**TASK:** Repeat the entries below word for word, from the line with "Task: Where can the white sideline" up to and including the line with "[[195, 370]]", and omit the picture.

**RECORDS SUPPLIED:**
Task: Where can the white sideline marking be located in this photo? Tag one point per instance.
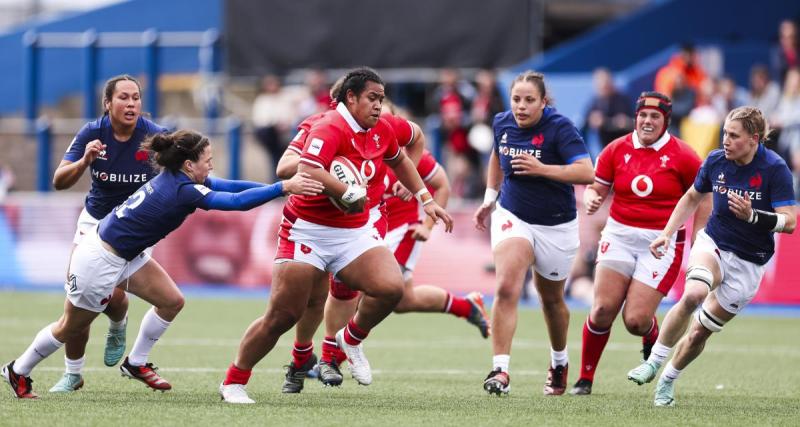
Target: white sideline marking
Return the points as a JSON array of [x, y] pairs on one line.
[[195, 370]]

* * *

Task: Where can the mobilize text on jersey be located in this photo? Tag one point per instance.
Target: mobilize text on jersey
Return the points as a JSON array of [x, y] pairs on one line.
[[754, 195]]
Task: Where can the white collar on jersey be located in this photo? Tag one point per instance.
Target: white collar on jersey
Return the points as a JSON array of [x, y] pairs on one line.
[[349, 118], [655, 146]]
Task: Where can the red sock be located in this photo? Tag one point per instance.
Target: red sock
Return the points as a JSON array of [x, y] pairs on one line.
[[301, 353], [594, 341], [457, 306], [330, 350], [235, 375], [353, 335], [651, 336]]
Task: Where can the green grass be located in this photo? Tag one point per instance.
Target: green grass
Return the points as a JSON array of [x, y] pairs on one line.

**SOLUTION TO THE EXERCISE:**
Task: Where can the white sideline marking be located in this photo? Tag one point per instance.
Target: white sideline marking
Return the points as a JSON array of [x, y] pairs on one line.
[[195, 370]]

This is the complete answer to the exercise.